» Tasks to complete
- a) Answer these questions from the text on UNLV Medicine's COVID-19 testing, one answer per line, marked the same way:
(i) What time did the first car pull into the parking lot?
(ii) Where was the woman's sample sent for testing?
(iii) How many clinics does Dr. Michael Gardner oversee?
- b) Carry on the piece about UNLV Medicine's curbside COVID-19 testing from its last sentence.

» Text passage
┄┄┄┄┄┄┄┄┄┄┄┄┄┄┄┄┄┄┄┄

A blue sedan entered the parking lot outside UNLV Medicine promptly at 1 p.m. on Monday. A middle-aged woman was the first of many who would drive across town to take advantage of UNLV Medicine’s curbside COVID-19 testing.
Masked medical personnel directed her through a lane of red cones and motioned for her to stop outside a white tent that served as a testing station. Standing outside the vehicle driver’s side window, a certified medical assistant checked the woman’s identification, got her insurance information and took her temperature. The woman was then instructed to blow her nose. Within seconds, UNLV School of Medicine Vice Dean of Clinical Affairs Dr. Michael Gardner reached through the open window, swabbed inside the woman’s nose…and the patient was on her way. Her sample was securely packaged, refrigerated, and later that day would be on its way to Clinical Pathology Laboratories (CPL’s) testing center in Texas.
Patient number one was granted one of the hard-to-come-by tests because she met the Centers for Disease Control’s criteria for testing by displaying upper respiratory symptoms like shortness of breath, coughing up blood, or having direct contact with a coronavirus case. She was given an appointment only after speaking with personnel in the UNLV Medicine Call Center, where UNLV School of Medicine students are volunteering to verbally screen each caller.
Testing more than a thousand members of the public is a big undertaking, and UNLV Medicine’s staff is already busy during this health crisis. But the decision to go forward with public testing was an easy one according to Dr. Gardner, who oversees UNLV Medicine's 17 clinics.

┄┄┄┄┄┄┄┄┄┄┄┄┄┄┄┄┄┄┄┄

» Data section

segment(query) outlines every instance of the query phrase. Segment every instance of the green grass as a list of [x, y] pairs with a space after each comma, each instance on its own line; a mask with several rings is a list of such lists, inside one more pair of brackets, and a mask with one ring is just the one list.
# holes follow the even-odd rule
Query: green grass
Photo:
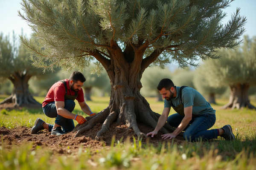
[[[0, 101], [4, 97], [6, 96], [0, 96]], [[44, 98], [35, 98], [39, 102], [44, 100]], [[87, 103], [93, 112], [102, 110], [108, 105], [109, 97], [92, 98], [93, 101]], [[154, 98], [146, 99], [154, 111], [162, 112], [163, 102], [155, 102]], [[251, 102], [256, 105], [256, 100]], [[180, 145], [167, 141], [170, 143], [161, 144], [158, 147], [142, 144], [140, 140], [131, 143], [113, 140], [110, 147], [95, 151], [81, 146], [78, 150], [73, 151], [71, 155], [64, 156], [54, 154], [47, 147], [42, 149], [38, 147], [32, 151], [31, 146], [7, 149], [2, 145], [0, 147], [0, 170], [101, 170], [112, 167], [150, 170], [256, 169], [256, 110], [246, 108], [222, 110], [221, 107], [228, 100], [218, 99], [217, 102], [217, 105], [212, 105], [216, 110], [217, 120], [212, 128], [230, 124], [237, 140], [228, 142], [220, 137], [209, 142]], [[81, 113], [77, 103], [73, 113]], [[170, 114], [174, 113], [172, 109]], [[84, 113], [81, 114], [85, 116]], [[41, 109], [24, 108], [18, 110], [2, 110], [0, 126], [10, 128], [17, 126], [29, 128], [38, 117], [46, 122], [54, 122], [54, 119], [46, 116]]]

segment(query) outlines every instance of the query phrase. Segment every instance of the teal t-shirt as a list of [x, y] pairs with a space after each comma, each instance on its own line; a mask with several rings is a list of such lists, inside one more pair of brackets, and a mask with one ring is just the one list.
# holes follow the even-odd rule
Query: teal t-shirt
[[[180, 87], [176, 86], [176, 96], [172, 98], [174, 107], [180, 105], [179, 95], [180, 95]], [[184, 108], [193, 106], [192, 114], [198, 116], [203, 114], [215, 114], [215, 110], [213, 109], [211, 105], [206, 101], [204, 97], [199, 92], [189, 87], [187, 87], [182, 89], [182, 102]], [[171, 101], [168, 101], [165, 99], [164, 107], [171, 108]]]

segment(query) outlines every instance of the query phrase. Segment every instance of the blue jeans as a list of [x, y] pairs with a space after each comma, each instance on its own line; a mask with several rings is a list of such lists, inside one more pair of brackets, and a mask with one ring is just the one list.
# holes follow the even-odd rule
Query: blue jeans
[[[75, 108], [76, 103], [72, 100], [65, 100], [64, 108], [72, 112]], [[52, 102], [47, 104], [43, 108], [43, 110], [45, 115], [51, 118], [56, 118], [55, 123], [62, 127], [63, 131], [65, 133], [70, 132], [75, 128], [75, 125], [73, 119], [67, 119], [58, 114], [57, 109], [55, 106], [55, 102]], [[53, 125], [49, 124], [49, 132], [52, 131]]]
[[[167, 122], [173, 127], [177, 128], [183, 118], [184, 116], [178, 113], [173, 114], [168, 117]], [[200, 138], [203, 140], [217, 139], [217, 129], [207, 130], [213, 126], [215, 121], [216, 116], [215, 114], [204, 114], [198, 117], [192, 118], [184, 130], [184, 139], [194, 142], [198, 141]]]

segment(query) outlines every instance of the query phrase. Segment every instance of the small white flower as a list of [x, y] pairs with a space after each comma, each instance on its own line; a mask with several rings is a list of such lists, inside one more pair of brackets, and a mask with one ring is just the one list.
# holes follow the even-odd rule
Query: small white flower
[[185, 153], [182, 153], [182, 155], [181, 155], [181, 157], [183, 160], [186, 159], [186, 154]]

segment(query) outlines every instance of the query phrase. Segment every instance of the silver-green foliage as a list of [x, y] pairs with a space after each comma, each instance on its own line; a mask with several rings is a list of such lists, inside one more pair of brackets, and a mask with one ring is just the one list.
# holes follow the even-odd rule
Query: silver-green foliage
[[222, 49], [220, 60], [210, 60], [202, 68], [212, 87], [248, 83], [256, 85], [256, 37], [244, 37], [242, 45], [235, 50]]
[[[205, 67], [203, 65], [201, 68]], [[206, 80], [207, 75], [202, 71], [202, 69], [198, 69], [195, 72], [195, 76], [193, 80], [193, 84], [199, 93], [202, 94], [208, 95], [210, 94], [222, 94], [227, 90], [227, 87], [213, 87], [210, 85], [209, 82]]]
[[33, 65], [44, 69], [81, 70], [92, 57], [102, 63], [102, 57], [111, 57], [107, 49], [113, 42], [123, 49], [127, 44], [145, 48], [144, 58], [153, 51], [162, 53], [149, 61], [162, 67], [173, 62], [182, 67], [197, 66], [199, 57], [218, 58], [216, 48], [240, 43], [236, 40], [246, 20], [239, 9], [226, 24], [221, 22], [226, 15], [222, 9], [232, 1], [22, 0], [25, 14], [19, 15], [41, 46], [32, 39], [20, 40], [37, 56], [31, 58]]
[[14, 37], [12, 43], [9, 37], [0, 34], [0, 77], [11, 79], [17, 74], [20, 77], [26, 74], [45, 78], [47, 74], [31, 65], [28, 51], [22, 44], [17, 47], [15, 40]]
[[[145, 93], [151, 91], [158, 91], [157, 87], [159, 82], [164, 78], [171, 79], [171, 72], [166, 68], [160, 70], [156, 67], [148, 68], [144, 71], [141, 78], [141, 83], [143, 88], [141, 90]], [[159, 93], [159, 92], [158, 92]]]

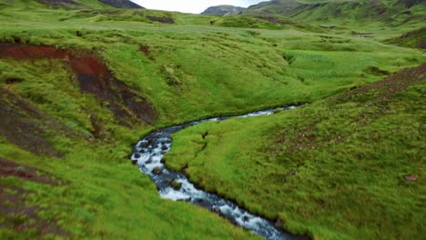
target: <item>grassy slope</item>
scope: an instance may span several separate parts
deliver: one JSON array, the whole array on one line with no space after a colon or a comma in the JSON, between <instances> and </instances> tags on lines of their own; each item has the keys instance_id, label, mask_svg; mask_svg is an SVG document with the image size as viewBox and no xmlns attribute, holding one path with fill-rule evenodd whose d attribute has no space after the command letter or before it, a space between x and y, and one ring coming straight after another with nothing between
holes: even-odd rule
<instances>
[{"instance_id":1,"label":"grassy slope","mask_svg":"<svg viewBox=\"0 0 426 240\"><path fill-rule=\"evenodd\" d=\"M423 64L301 109L196 125L173 136L167 164L293 233L417 238L426 234L425 83Z\"/></svg>"},{"instance_id":2,"label":"grassy slope","mask_svg":"<svg viewBox=\"0 0 426 240\"><path fill-rule=\"evenodd\" d=\"M0 60L0 87L8 93L1 103L15 109L16 101L24 101L43 113L50 120L34 123L60 154L36 155L2 137L0 157L37 166L62 183L40 185L9 175L0 177L2 189L35 191L21 204L43 207L37 213L43 221L57 222L76 238L252 236L205 210L159 199L149 179L128 165L130 145L153 127L312 102L380 79L382 72L372 66L395 72L424 62L420 51L374 39L300 32L297 29L305 28L293 25L283 31L221 28L207 27L210 16L156 11L93 15L22 9L0 12L1 42L94 51L121 81L150 100L160 116L154 126L122 126L104 104L79 91L63 62ZM127 18L129 15L135 18ZM171 16L176 25L147 21L147 15ZM9 82L15 78L23 81ZM17 112L33 121L28 111ZM102 125L102 137L95 139L93 115ZM34 221L21 218L1 215L0 225L8 227L1 228L2 238L39 236L39 228L18 235L7 230Z\"/></svg>"},{"instance_id":3,"label":"grassy slope","mask_svg":"<svg viewBox=\"0 0 426 240\"><path fill-rule=\"evenodd\" d=\"M277 0L253 5L245 14L281 15L335 27L340 34L369 33L386 38L424 26L425 3L408 6L405 2L409 1Z\"/></svg>"}]
</instances>

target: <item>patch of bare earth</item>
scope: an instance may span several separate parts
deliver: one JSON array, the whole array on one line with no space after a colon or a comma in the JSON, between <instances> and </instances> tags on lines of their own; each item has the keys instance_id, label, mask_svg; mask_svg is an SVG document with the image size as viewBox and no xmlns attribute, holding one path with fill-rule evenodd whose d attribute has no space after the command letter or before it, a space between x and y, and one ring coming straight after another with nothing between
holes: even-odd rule
<instances>
[{"instance_id":1,"label":"patch of bare earth","mask_svg":"<svg viewBox=\"0 0 426 240\"><path fill-rule=\"evenodd\" d=\"M83 93L95 95L122 125L145 122L154 125L158 115L141 93L119 81L93 53L84 50L62 50L53 46L0 44L0 58L16 60L60 59L69 63Z\"/></svg>"},{"instance_id":2,"label":"patch of bare earth","mask_svg":"<svg viewBox=\"0 0 426 240\"><path fill-rule=\"evenodd\" d=\"M335 105L350 101L357 102L365 96L368 97L370 100L364 105L364 112L372 114L369 116L369 119L366 119L363 114L358 116L358 118L353 119L360 127L363 127L376 121L381 115L389 111L387 101L391 99L395 94L406 91L410 85L424 81L426 81L426 64L394 74L374 84L331 96L328 100L331 103L330 105ZM307 125L299 128L299 133L293 137L290 137L289 135L282 135L277 140L277 145L270 148L270 151L272 153L279 153L280 145L289 145L286 150L288 153L302 151L304 149L313 149L326 142L333 140L335 143L340 143L345 138L349 137L349 135L332 135L328 136L326 142L317 141L316 136L309 133L312 132L311 130L314 129L315 125L319 123L318 121L314 121L307 124Z\"/></svg>"},{"instance_id":3,"label":"patch of bare earth","mask_svg":"<svg viewBox=\"0 0 426 240\"><path fill-rule=\"evenodd\" d=\"M42 171L9 160L0 158L0 176L16 176L25 181L40 184L56 184L53 178ZM0 184L0 215L5 217L2 224L4 226L16 232L36 230L36 234L43 236L47 234L56 235L67 235L55 221L41 218L37 213L43 208L25 204L25 199L32 191L20 187L7 186Z\"/></svg>"},{"instance_id":4,"label":"patch of bare earth","mask_svg":"<svg viewBox=\"0 0 426 240\"><path fill-rule=\"evenodd\" d=\"M59 156L46 139L37 109L0 89L0 134L7 141L36 155Z\"/></svg>"}]
</instances>

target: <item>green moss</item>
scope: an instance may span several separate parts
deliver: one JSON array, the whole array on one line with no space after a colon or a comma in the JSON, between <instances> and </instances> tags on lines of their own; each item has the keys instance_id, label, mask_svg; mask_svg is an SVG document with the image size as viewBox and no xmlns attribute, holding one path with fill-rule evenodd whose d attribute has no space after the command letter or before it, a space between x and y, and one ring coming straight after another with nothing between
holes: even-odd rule
<instances>
[{"instance_id":1,"label":"green moss","mask_svg":"<svg viewBox=\"0 0 426 240\"><path fill-rule=\"evenodd\" d=\"M173 135L167 165L294 234L422 235L421 69L300 109L189 127Z\"/></svg>"}]
</instances>

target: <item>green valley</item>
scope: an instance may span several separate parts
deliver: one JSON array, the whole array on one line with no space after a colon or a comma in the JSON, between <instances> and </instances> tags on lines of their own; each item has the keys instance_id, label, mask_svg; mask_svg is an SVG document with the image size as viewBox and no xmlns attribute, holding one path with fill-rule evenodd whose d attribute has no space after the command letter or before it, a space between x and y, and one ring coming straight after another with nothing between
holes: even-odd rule
<instances>
[{"instance_id":1,"label":"green valley","mask_svg":"<svg viewBox=\"0 0 426 240\"><path fill-rule=\"evenodd\" d=\"M0 238L261 239L162 199L130 155L163 127L291 105L188 126L163 161L295 235L424 235L426 5L373 2L2 1Z\"/></svg>"}]
</instances>

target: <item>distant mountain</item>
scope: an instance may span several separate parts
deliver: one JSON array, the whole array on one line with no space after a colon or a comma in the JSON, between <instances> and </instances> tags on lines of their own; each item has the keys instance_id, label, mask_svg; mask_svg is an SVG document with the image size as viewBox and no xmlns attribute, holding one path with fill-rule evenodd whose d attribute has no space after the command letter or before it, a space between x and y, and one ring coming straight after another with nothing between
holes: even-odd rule
<instances>
[{"instance_id":1,"label":"distant mountain","mask_svg":"<svg viewBox=\"0 0 426 240\"><path fill-rule=\"evenodd\" d=\"M101 3L110 5L117 8L144 8L129 0L98 0Z\"/></svg>"},{"instance_id":2,"label":"distant mountain","mask_svg":"<svg viewBox=\"0 0 426 240\"><path fill-rule=\"evenodd\" d=\"M210 6L202 12L202 15L238 15L241 14L246 8L235 6L235 5L215 5Z\"/></svg>"},{"instance_id":3,"label":"distant mountain","mask_svg":"<svg viewBox=\"0 0 426 240\"><path fill-rule=\"evenodd\" d=\"M12 8L143 8L130 0L13 0L3 1L0 6Z\"/></svg>"},{"instance_id":4,"label":"distant mountain","mask_svg":"<svg viewBox=\"0 0 426 240\"><path fill-rule=\"evenodd\" d=\"M426 21L425 0L272 0L244 14L278 15L315 23L382 22L393 26ZM338 21L334 21L338 20Z\"/></svg>"}]
</instances>

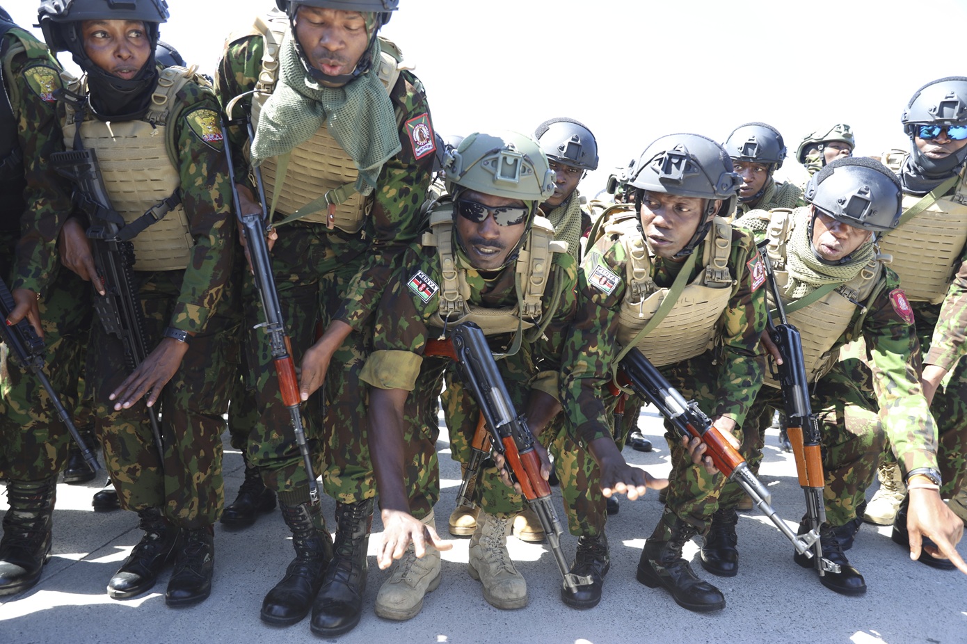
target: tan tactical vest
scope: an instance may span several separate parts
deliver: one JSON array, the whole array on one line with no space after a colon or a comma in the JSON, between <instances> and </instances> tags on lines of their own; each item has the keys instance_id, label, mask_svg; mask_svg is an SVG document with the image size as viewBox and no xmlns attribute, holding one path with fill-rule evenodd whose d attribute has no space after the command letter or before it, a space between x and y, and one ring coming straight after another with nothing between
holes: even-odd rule
<instances>
[{"instance_id":1,"label":"tan tactical vest","mask_svg":"<svg viewBox=\"0 0 967 644\"><path fill-rule=\"evenodd\" d=\"M937 199L923 212L880 237L880 251L893 255L890 268L900 277L911 302L940 304L967 243L967 168L953 194ZM903 195L903 210L921 200Z\"/></svg>"},{"instance_id":2,"label":"tan tactical vest","mask_svg":"<svg viewBox=\"0 0 967 644\"><path fill-rule=\"evenodd\" d=\"M627 346L658 311L669 289L659 288L651 278L651 257L638 232L633 208L619 213L603 230L605 235L623 235L629 254L618 328L618 341ZM732 295L735 277L728 268L731 252L732 226L717 217L705 238L705 270L685 287L665 318L637 343L656 366L694 358L711 348L718 332L718 318Z\"/></svg>"},{"instance_id":3,"label":"tan tactical vest","mask_svg":"<svg viewBox=\"0 0 967 644\"><path fill-rule=\"evenodd\" d=\"M257 129L258 117L262 105L269 100L276 82L278 80L278 51L282 39L289 30L289 18L284 14L273 12L255 20L250 35L261 36L265 40L262 48L262 71L255 85L252 98L252 126ZM399 49L385 39L380 39L382 54L379 65L379 79L383 81L387 92L393 89L399 78L400 71L407 69L400 62L402 55ZM399 118L397 110L397 120ZM262 161L262 180L265 184L265 198L272 204L275 199L276 209L284 215L291 215L303 206L318 199L332 190L353 184L359 177L359 169L346 151L336 142L329 130L320 128L311 138L301 143L291 152L285 177L281 182L281 191L276 196L278 185L277 158ZM334 225L340 230L355 234L363 227L363 222L372 210L372 199L351 190L349 197L336 206ZM302 218L303 221L326 223L328 212L325 207L315 213Z\"/></svg>"},{"instance_id":4,"label":"tan tactical vest","mask_svg":"<svg viewBox=\"0 0 967 644\"><path fill-rule=\"evenodd\" d=\"M62 74L72 92L86 94L83 80ZM110 205L127 223L170 197L181 186L175 153L174 128L184 105L175 95L187 83L202 82L194 69L169 67L162 71L151 98L151 107L137 121L87 119L80 124L85 148L97 150L98 162ZM64 146L73 149L77 119L82 114L67 105ZM135 271L180 271L189 265L194 240L184 206L179 203L162 219L132 240Z\"/></svg>"},{"instance_id":5,"label":"tan tactical vest","mask_svg":"<svg viewBox=\"0 0 967 644\"><path fill-rule=\"evenodd\" d=\"M785 271L788 251L786 245L795 223L793 213L794 211L787 209L772 211L766 233L769 239L769 260L776 273L776 281L783 294L789 282L789 274ZM883 264L874 258L850 281L837 286L809 306L787 314L789 324L795 326L802 336L803 358L808 382L815 382L833 368L839 357L839 347L834 349L834 345L849 328L857 307L866 303L882 278ZM767 291L767 301L770 309L776 307L772 289ZM782 298L782 304L786 307L793 302L795 300ZM766 371L763 382L778 388L779 384L773 378L770 369Z\"/></svg>"},{"instance_id":6,"label":"tan tactical vest","mask_svg":"<svg viewBox=\"0 0 967 644\"><path fill-rule=\"evenodd\" d=\"M542 298L554 265L552 253L567 252L565 242L554 241L554 227L543 217L535 217L523 249L514 265L517 303L488 308L470 304L466 274L457 268L454 250L453 204L436 205L430 212L430 229L424 233L423 245L435 246L440 256L440 306L431 320L433 326L453 327L474 322L486 336L530 329L543 317Z\"/></svg>"}]
</instances>

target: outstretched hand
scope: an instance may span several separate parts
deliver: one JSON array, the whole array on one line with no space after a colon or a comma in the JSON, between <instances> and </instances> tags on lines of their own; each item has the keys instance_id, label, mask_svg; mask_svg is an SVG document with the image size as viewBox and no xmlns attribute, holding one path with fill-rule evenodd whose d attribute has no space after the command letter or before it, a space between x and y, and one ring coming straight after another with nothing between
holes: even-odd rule
<instances>
[{"instance_id":1,"label":"outstretched hand","mask_svg":"<svg viewBox=\"0 0 967 644\"><path fill-rule=\"evenodd\" d=\"M393 565L395 559L399 559L406 552L406 547L413 543L413 553L421 558L426 554L426 548L449 550L454 544L440 539L436 530L423 521L415 518L409 512L398 510L382 511L383 542L376 550L376 563L381 571Z\"/></svg>"}]
</instances>

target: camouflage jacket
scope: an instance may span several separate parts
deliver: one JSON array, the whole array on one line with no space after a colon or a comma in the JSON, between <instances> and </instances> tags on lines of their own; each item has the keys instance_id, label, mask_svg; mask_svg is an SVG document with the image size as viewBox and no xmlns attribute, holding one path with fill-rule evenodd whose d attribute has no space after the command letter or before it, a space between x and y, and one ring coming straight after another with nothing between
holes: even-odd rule
<instances>
[{"instance_id":1,"label":"camouflage jacket","mask_svg":"<svg viewBox=\"0 0 967 644\"><path fill-rule=\"evenodd\" d=\"M607 385L611 363L621 351L614 338L618 337L618 312L627 292L624 276L629 248L625 237L603 235L587 249L577 275L577 313L561 358L561 402L571 430L586 442L611 436L605 398L610 395ZM699 245L695 252L699 255L689 281L705 270L704 245ZM656 284L670 287L680 265L659 257L652 260L651 277ZM762 259L752 238L733 228L728 268L735 281L728 306L717 323L718 369L707 375L707 385L715 393L717 403L715 409L703 411L712 418L728 417L739 424L762 386L764 354L759 337L766 327L765 289L761 280L753 283L749 270L749 265L757 261ZM588 281L588 276L600 265L621 276L610 293Z\"/></svg>"},{"instance_id":2,"label":"camouflage jacket","mask_svg":"<svg viewBox=\"0 0 967 644\"><path fill-rule=\"evenodd\" d=\"M764 232L756 233L756 241L763 237ZM899 278L885 266L872 297L856 307L849 327L834 346L864 339L883 430L904 472L936 469L937 427L920 384L921 345L910 303L902 294Z\"/></svg>"},{"instance_id":3,"label":"camouflage jacket","mask_svg":"<svg viewBox=\"0 0 967 644\"><path fill-rule=\"evenodd\" d=\"M773 210L774 208L799 208L805 206L803 190L798 186L790 182L777 182L772 177L766 184L766 191L762 193L755 203L738 202L735 209L735 218L738 219L746 215L750 210Z\"/></svg>"},{"instance_id":4,"label":"camouflage jacket","mask_svg":"<svg viewBox=\"0 0 967 644\"><path fill-rule=\"evenodd\" d=\"M454 245L454 249L456 246ZM454 250L456 270L462 272L470 287L470 304L482 307L499 307L517 303L513 263L490 276L470 265L459 249ZM535 329L523 331L521 354L535 366L531 388L558 397L558 372L561 347L567 336L569 321L574 313L574 284L577 265L568 253L554 253L555 270L544 290L543 310L550 310L552 302L559 300L543 335L533 338ZM361 378L380 389L412 391L423 363L426 340L439 337L444 330L438 326L440 288L442 283L440 255L435 247L414 247L403 256L376 309L373 352L366 360ZM506 350L512 336L504 334L490 338L491 347ZM497 348L497 345L500 345ZM426 392L436 395L436 393Z\"/></svg>"},{"instance_id":5,"label":"camouflage jacket","mask_svg":"<svg viewBox=\"0 0 967 644\"><path fill-rule=\"evenodd\" d=\"M12 278L12 288L39 293L57 267L57 236L71 214L70 193L47 164L51 153L64 149L53 96L61 87L60 66L46 45L22 29L12 29L4 40L8 51L16 44L24 46L22 52L6 55L2 64L7 95L17 121L26 208L19 220L13 276L3 278ZM0 227L13 232L17 222L4 221Z\"/></svg>"},{"instance_id":6,"label":"camouflage jacket","mask_svg":"<svg viewBox=\"0 0 967 644\"><path fill-rule=\"evenodd\" d=\"M175 95L174 104L180 106L181 116L168 127L175 129L179 191L194 246L168 325L198 333L205 330L221 298L228 297L235 238L232 193L220 137L203 138L205 132L192 127L210 123L219 114L218 100L210 89L188 82ZM145 210L153 205L145 203Z\"/></svg>"},{"instance_id":7,"label":"camouflage jacket","mask_svg":"<svg viewBox=\"0 0 967 644\"><path fill-rule=\"evenodd\" d=\"M222 104L255 88L261 71L263 45L261 36L245 36L229 43L216 75L216 91ZM423 83L411 72L404 70L391 90L390 99L400 124L401 151L383 165L374 191L372 211L366 218L363 229L356 235L331 233L349 238L360 265L342 305L334 316L334 319L342 320L356 329L375 310L390 276L399 266L403 251L417 239L420 206L433 172L432 153L435 148L422 152L418 159L406 126L408 121L425 116L426 124L432 128ZM248 99L246 102L249 102ZM237 109L241 110L241 106ZM236 111L235 116L240 113ZM430 138L433 138L432 135ZM239 142L242 142L241 138ZM233 149L242 150L243 147L236 144ZM241 159L236 160L236 167L245 168L237 173L239 178L248 174ZM301 224L327 232L325 224ZM285 232L279 231L279 234Z\"/></svg>"}]
</instances>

┄┄┄┄┄┄┄┄┄┄┄┄┄┄┄┄┄┄┄┄

» Answers provided
- a)
(i) 1 p.m. on Monday
(ii) To Clinical Pathology Laboratories' (CPL's) testing center in Texas
(iii) 17

- b)
“Patients are incredibly frustrated because they don’t know where to get tested. This will not only help those people, it will give health authorities in Southern Nevada a better idea about how many people actually have COVID-19. By conducting the tests curbside, we can test a high number of people faster, and since the patient doesn’t have to leave their car, it limits exposure to others. They’ll be informed of their results in 5-7 days.”
Dr. Gardner recently learned he could obtain 1400 test kits from CPL and immediately began planning logistics.
Arrangements were made with Metro and UNLV Police for traffic control and security. Tents and generators were rented. Power cables were strung into the parking lot, UNLV School of Medicine’s Information Technology Department connected UNLV Medicine’s medical record database to computers in the parking lot. Multiple decisions were made about traffic flow and staffing, how each test would be administered, stored and transported and of course, there was the call center, whose personnel would be responsible for screening each caller.